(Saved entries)
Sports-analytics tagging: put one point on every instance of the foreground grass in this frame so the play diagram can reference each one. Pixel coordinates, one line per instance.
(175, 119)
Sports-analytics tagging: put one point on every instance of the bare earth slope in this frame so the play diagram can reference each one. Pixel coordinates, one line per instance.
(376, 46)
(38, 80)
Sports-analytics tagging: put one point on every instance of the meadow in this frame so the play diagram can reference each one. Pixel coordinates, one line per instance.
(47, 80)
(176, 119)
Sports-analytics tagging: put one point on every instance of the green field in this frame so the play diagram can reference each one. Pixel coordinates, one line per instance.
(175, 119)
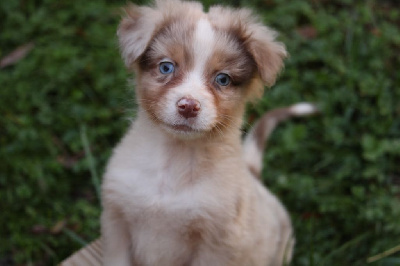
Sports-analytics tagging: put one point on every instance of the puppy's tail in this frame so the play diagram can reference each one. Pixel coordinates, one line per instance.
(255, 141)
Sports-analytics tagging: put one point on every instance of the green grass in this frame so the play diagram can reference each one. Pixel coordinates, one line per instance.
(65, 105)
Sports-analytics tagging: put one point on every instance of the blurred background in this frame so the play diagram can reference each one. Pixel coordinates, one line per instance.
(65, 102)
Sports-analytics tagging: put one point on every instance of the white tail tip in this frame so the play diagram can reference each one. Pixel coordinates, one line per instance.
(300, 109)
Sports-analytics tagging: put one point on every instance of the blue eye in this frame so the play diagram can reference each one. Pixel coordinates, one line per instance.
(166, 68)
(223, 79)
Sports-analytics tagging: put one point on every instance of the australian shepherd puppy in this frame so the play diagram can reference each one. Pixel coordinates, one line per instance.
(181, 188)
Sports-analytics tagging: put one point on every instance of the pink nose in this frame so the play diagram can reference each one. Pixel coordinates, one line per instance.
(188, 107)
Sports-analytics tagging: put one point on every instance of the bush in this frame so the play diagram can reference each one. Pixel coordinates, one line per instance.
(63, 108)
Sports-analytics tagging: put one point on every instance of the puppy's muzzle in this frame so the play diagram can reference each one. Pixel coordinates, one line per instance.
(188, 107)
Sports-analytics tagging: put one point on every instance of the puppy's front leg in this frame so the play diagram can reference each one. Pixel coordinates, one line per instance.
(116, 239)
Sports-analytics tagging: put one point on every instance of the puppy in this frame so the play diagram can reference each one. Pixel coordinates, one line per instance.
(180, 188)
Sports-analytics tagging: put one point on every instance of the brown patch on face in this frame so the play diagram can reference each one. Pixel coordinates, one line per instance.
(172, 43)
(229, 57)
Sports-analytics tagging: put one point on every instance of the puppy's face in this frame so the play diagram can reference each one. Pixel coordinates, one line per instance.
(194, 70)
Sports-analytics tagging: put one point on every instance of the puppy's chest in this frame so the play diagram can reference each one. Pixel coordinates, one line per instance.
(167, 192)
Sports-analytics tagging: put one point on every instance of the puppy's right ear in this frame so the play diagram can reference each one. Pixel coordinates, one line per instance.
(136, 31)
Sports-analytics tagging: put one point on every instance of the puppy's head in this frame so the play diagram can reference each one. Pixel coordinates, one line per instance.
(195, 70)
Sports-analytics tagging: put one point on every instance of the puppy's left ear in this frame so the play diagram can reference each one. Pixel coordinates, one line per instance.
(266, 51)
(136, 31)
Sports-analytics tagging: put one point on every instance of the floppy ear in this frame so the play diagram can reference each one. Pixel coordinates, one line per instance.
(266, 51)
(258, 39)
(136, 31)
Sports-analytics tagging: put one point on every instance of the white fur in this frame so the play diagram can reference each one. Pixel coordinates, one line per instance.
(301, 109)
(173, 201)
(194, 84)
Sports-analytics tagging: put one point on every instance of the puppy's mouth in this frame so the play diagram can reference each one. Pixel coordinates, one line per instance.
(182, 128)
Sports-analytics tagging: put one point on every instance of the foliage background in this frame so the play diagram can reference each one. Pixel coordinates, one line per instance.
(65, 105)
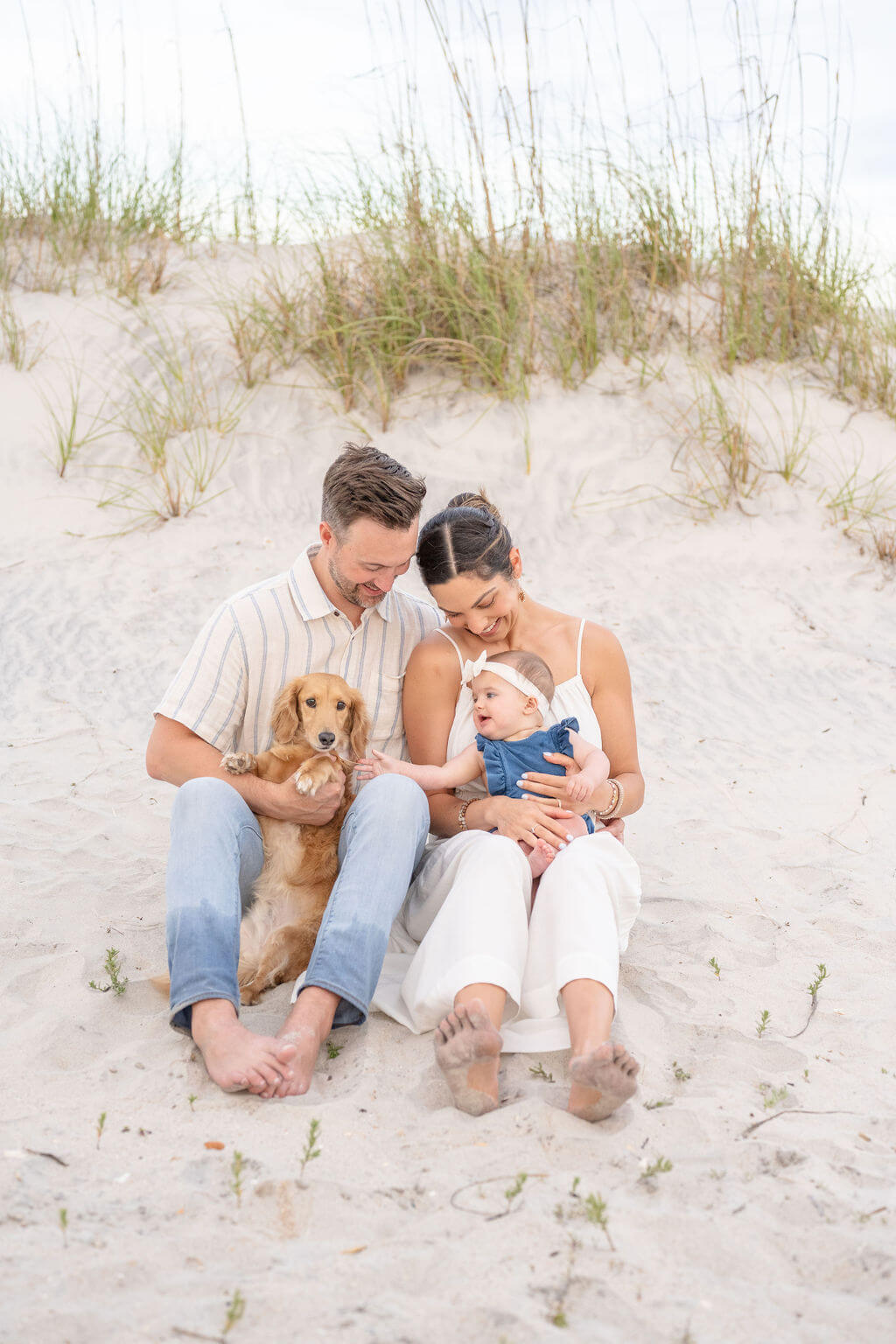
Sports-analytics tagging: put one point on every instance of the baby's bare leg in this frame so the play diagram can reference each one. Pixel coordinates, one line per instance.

■ **Task item**: Your reply should hold only the lines running from the one with "of the foliage" to the end of the data above, set down exactly, pictures omitted.

■ **Answer box**:
Sports-analytics tagging: put one point on every instance of the foliage background in this frame so the play diagram can reference each one. Pixel coordinates, one line per instance.
(65, 105)
Sports-analytics tagging: put one point on every instance of the baby's bare leg in this frame so the play diagram can reference each one. Pixel coordinates, one line per instance.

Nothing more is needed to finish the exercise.